** The task **
Reproduce word for word everything from the start of the material down to and including the line containing "[(232, 197)]".

** Data to process **
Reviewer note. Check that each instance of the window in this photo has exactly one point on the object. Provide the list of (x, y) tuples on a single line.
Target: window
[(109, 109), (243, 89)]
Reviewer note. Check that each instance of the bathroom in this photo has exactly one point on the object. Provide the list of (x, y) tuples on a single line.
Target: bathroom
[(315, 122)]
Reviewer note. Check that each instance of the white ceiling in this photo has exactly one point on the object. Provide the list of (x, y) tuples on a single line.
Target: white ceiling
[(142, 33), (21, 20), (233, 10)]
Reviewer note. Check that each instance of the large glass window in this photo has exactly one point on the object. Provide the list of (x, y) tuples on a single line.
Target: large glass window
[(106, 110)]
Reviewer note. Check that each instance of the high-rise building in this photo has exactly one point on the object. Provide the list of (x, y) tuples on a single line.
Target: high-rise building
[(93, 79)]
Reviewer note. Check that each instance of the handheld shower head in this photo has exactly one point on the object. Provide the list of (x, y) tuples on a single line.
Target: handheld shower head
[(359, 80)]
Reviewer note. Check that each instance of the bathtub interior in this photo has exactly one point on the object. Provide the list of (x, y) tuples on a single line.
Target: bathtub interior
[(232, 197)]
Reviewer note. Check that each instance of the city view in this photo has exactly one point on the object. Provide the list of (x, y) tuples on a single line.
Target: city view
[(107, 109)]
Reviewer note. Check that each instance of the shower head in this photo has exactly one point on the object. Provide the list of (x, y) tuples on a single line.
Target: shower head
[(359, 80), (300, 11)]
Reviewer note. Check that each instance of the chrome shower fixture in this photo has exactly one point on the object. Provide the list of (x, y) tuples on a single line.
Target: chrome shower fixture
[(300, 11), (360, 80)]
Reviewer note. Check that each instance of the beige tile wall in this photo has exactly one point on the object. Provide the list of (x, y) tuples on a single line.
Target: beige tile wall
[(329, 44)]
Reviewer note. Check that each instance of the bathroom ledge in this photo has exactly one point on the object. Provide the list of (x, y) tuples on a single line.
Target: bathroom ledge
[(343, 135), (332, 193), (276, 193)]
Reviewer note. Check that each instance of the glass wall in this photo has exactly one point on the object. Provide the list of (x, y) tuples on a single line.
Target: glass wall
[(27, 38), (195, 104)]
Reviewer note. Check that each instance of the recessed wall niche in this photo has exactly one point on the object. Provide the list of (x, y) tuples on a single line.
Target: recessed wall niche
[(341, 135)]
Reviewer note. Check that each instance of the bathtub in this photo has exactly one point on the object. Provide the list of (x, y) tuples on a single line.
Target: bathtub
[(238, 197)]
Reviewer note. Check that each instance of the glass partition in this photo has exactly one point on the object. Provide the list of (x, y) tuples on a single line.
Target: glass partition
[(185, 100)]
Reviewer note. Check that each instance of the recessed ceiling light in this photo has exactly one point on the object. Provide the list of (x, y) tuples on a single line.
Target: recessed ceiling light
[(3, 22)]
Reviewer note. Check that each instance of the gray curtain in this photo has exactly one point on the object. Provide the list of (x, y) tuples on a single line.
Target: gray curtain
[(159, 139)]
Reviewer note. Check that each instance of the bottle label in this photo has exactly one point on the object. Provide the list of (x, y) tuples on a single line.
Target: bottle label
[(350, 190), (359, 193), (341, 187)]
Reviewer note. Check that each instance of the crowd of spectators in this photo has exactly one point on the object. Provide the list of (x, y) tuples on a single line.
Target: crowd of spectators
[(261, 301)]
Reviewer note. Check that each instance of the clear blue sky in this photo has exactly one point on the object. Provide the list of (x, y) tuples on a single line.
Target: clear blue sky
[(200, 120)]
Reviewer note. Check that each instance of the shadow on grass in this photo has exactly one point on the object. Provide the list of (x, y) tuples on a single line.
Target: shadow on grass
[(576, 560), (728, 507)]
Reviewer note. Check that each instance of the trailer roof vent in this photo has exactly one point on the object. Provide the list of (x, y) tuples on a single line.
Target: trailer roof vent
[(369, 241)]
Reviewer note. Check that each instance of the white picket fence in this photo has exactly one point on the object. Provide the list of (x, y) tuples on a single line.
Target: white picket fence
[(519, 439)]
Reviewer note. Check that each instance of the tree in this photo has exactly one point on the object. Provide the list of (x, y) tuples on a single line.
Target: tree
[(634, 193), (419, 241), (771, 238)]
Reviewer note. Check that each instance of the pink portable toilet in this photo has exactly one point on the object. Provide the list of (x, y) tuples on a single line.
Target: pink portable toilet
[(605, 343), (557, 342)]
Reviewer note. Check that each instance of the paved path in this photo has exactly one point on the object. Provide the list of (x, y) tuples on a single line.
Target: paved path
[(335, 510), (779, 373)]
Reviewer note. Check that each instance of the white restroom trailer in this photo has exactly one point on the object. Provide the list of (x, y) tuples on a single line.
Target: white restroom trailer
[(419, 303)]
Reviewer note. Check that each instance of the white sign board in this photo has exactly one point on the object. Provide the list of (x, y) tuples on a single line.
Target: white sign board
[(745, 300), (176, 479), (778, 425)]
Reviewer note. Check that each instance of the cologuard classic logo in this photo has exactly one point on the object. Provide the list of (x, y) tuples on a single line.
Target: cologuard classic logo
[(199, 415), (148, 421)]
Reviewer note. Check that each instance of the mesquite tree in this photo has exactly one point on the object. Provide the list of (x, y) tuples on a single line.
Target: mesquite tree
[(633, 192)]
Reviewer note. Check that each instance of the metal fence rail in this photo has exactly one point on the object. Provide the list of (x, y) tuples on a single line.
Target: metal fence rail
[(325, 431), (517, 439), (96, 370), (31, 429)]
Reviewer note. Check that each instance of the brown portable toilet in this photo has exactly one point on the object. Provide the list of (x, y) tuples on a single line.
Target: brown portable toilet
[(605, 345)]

** Exercise answer **
Reviewer note. Check that each instance of the window in this photo has exactly one point on the object. Provide the list of (x, y) tuples on a single line.
Target: window
[(109, 109), (243, 89)]
Reviewer note. Check that each instance of the bathroom in this photo has exactly one point on the object. Provide the list of (x, y) tuples on a single line.
Target: bathroom
[(315, 122)]
Reviewer note. Check that each instance of the white ceiling in this photo has exactly one point on the object. Provide the list of (x, y) tuples on a single line.
Target: white ceiling
[(142, 33), (21, 20), (233, 10)]
Reviewer note. Check that each instance of the large glass window in this photo has exactly one point on the object. Provide the list of (x, y) tuples on a single line.
Target: large glass window
[(106, 110)]
Reviewer note. Check that each instance of the high-rise building in this photo has exactly one point on the object. Provide the list of (x, y) tuples on a single line.
Target: high-rise building
[(93, 79)]
Reviewer note. Check that each instance of the handheld shower head in this photo has exactly one point on the object. Provide the list of (x, y) tuples on a single line.
Target: handheld shower head
[(359, 80)]
Reviewer note. Check that each instance of the bathtub interior in this photo has exactly one point on the object. Provide the list of (x, y) tuples on a single line.
Target: bathtub interior
[(232, 197)]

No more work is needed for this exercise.